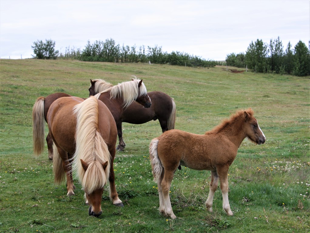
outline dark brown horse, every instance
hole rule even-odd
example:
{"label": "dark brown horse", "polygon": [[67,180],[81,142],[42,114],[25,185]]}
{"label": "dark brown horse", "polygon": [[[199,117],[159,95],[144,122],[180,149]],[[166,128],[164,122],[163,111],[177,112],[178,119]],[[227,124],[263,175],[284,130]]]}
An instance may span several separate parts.
{"label": "dark brown horse", "polygon": [[[102,79],[91,80],[91,86],[88,89],[90,96],[108,88],[112,84]],[[124,150],[126,144],[123,139],[122,122],[131,124],[143,124],[157,119],[163,132],[174,128],[175,122],[175,104],[173,99],[163,92],[148,92],[152,105],[148,108],[143,108],[140,105],[133,102],[123,111],[118,121],[116,121],[118,145],[117,149]]]}
{"label": "dark brown horse", "polygon": [[[111,89],[105,92],[104,92],[105,93],[103,93],[102,96],[100,96],[99,98],[99,99],[103,101],[112,112],[112,114],[116,122],[117,121],[119,121],[120,116],[122,116],[123,111],[126,108],[125,106],[123,104],[123,103],[124,102],[128,102],[129,101],[132,103],[133,102],[137,102],[139,103],[138,104],[137,103],[137,105],[141,106],[141,109],[142,110],[144,109],[144,106],[147,108],[149,107],[151,105],[149,97],[144,93],[145,86],[142,82],[142,80],[139,80],[138,79],[135,79],[135,80],[138,81],[129,81],[129,82],[133,82],[135,84],[135,85],[137,85],[136,87],[135,87],[134,85],[131,85],[131,87],[129,88],[129,85],[128,84],[125,84],[131,83],[129,82],[125,82],[118,85],[114,86],[119,87],[114,87],[113,88],[114,91],[112,91]],[[141,84],[139,84],[139,81],[141,83]],[[113,85],[110,84],[108,87],[111,88],[113,86]],[[123,87],[121,88],[120,87]],[[125,87],[125,88],[124,88],[124,87]],[[134,91],[134,89],[135,89],[135,90]],[[120,92],[120,95],[119,96],[117,95],[114,95],[112,98],[113,99],[111,99],[111,96],[110,95],[111,91],[114,92],[115,93],[118,91]],[[139,93],[138,94],[138,96],[136,96],[138,93],[137,92],[139,92]],[[41,97],[38,98],[35,103],[33,110],[33,122],[34,145],[36,145],[36,148],[34,148],[34,152],[35,155],[38,156],[41,155],[44,149],[44,138],[42,138],[41,137],[35,137],[36,135],[44,134],[44,127],[37,128],[36,127],[36,126],[40,124],[42,124],[43,126],[44,125],[44,120],[43,118],[41,117],[42,115],[42,113],[43,113],[44,115],[44,118],[46,121],[47,111],[51,105],[55,100],[59,98],[70,96],[71,96],[65,93],[61,92],[54,93],[46,97]],[[134,101],[135,100],[135,101]],[[40,121],[38,122],[37,121]],[[37,121],[35,122],[35,121]],[[43,131],[40,132],[39,134],[38,133],[35,133],[36,131],[38,130]],[[52,160],[53,156],[53,140],[51,138],[49,133],[46,136],[46,141],[48,151],[48,157],[50,159]]]}
{"label": "dark brown horse", "polygon": [[[54,101],[47,117],[55,147],[55,182],[60,183],[65,175],[67,195],[74,195],[72,165],[89,204],[89,215],[99,216],[104,187],[116,152],[117,131],[112,114],[104,104],[94,97],[84,100],[72,96]],[[113,197],[114,201],[122,205],[116,190],[110,188],[110,191],[111,199]]]}
{"label": "dark brown horse", "polygon": [[228,200],[229,166],[246,137],[258,144],[266,140],[254,114],[251,109],[240,111],[203,135],[174,129],[152,140],[150,159],[154,180],[157,182],[161,213],[171,218],[176,217],[171,206],[169,190],[175,172],[182,165],[197,170],[211,171],[206,207],[212,212],[213,196],[219,179],[223,208],[228,215],[233,215]]}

☆ ☆ ☆ ☆ ☆ ☆ ☆

> [Written task]: Convert every line of the items above into a JSON list of strings, one string per line, with blank lines left out. Don't include the lines that stand in for pictures.

> [Answer to this task]:
[
  "outline dark brown horse, every instance",
  "hole rule even-odd",
  "example:",
  "{\"label\": \"dark brown horse\", \"polygon\": [[67,180],[81,142],[42,114],[25,185]]}",
  "{\"label\": \"dark brown horse\", \"polygon\": [[[199,117],[159,95],[144,122],[180,149]],[[166,128],[164,122],[163,111],[177,112],[178,119]],[[227,124],[263,175],[284,130]]]}",
  "An instance may span several separate parts.",
  "{\"label\": \"dark brown horse\", \"polygon\": [[[102,79],[91,80],[91,86],[88,89],[90,96],[108,88],[112,84]],[[124,150],[126,144],[123,139],[122,122],[131,124],[143,124],[157,119],[163,132],[174,128],[175,122],[175,104],[173,99],[163,92],[148,92],[152,105],[148,108],[143,108],[140,105],[133,102],[123,111],[118,121],[116,121],[118,145],[117,149]]]}",
  "{\"label\": \"dark brown horse\", \"polygon\": [[[111,89],[105,92],[104,92],[105,93],[103,93],[102,96],[100,96],[99,98],[99,99],[103,101],[112,112],[112,114],[116,122],[117,121],[119,121],[120,116],[122,116],[123,111],[126,108],[125,106],[123,104],[123,103],[124,102],[128,102],[129,101],[132,103],[133,102],[137,102],[139,103],[138,104],[137,103],[137,105],[141,106],[141,109],[142,110],[144,109],[144,106],[147,108],[149,107],[151,105],[149,97],[144,93],[145,86],[142,82],[142,80],[139,80],[138,79],[135,79],[135,80],[138,81],[129,81],[129,82],[133,82],[135,84],[135,85],[137,85],[136,87],[135,87],[134,85],[131,85],[131,87],[129,88],[129,85],[128,84],[125,84],[131,83],[129,82],[125,82],[118,85],[114,86],[119,87],[114,87],[113,88],[114,91],[112,91]],[[141,84],[139,84],[139,81],[141,83]],[[113,85],[110,84],[108,87],[111,88],[113,86]],[[123,87],[121,88],[120,87]],[[125,87],[125,88],[124,88],[124,87]],[[134,91],[134,89],[135,89],[135,90]],[[120,92],[120,95],[119,96],[117,95],[114,95],[112,98],[113,99],[111,99],[111,96],[110,95],[111,91],[114,92],[115,93],[118,91]],[[139,93],[138,94],[138,96],[136,96],[138,93],[137,92],[139,92]],[[41,97],[38,98],[35,103],[33,110],[33,122],[34,145],[36,145],[36,148],[34,148],[34,152],[35,155],[38,156],[41,155],[44,149],[44,138],[42,138],[41,137],[35,137],[36,135],[44,134],[44,127],[37,128],[36,127],[36,126],[40,124],[42,124],[43,126],[44,125],[44,120],[43,118],[41,117],[42,115],[42,113],[43,113],[44,115],[44,118],[46,121],[47,111],[51,105],[55,100],[59,98],[70,96],[71,96],[65,93],[61,92],[54,93],[46,97]],[[134,101],[135,100],[135,101]],[[40,121],[38,122],[37,121]],[[37,121],[35,122],[35,121]],[[43,131],[40,132],[39,134],[38,133],[35,133],[36,131],[38,130]],[[52,160],[53,156],[53,140],[51,138],[49,133],[46,136],[46,141],[48,151],[48,157],[50,159]]]}",
  "{\"label\": \"dark brown horse\", \"polygon\": [[[54,101],[47,117],[55,147],[55,182],[60,183],[65,175],[67,195],[74,195],[72,165],[89,204],[89,215],[99,216],[104,187],[116,152],[117,131],[112,114],[104,104],[94,97],[84,100],[72,96]],[[113,197],[114,201],[122,205],[116,190],[110,188],[110,191],[111,199]]]}",
  "{\"label\": \"dark brown horse\", \"polygon\": [[228,200],[229,166],[246,137],[258,144],[266,140],[254,114],[251,109],[240,111],[203,135],[174,129],[152,140],[150,159],[154,180],[157,182],[161,213],[171,218],[176,217],[171,206],[169,190],[175,172],[182,165],[197,170],[211,171],[206,207],[212,212],[213,196],[219,179],[223,208],[228,215],[233,215]]}"
]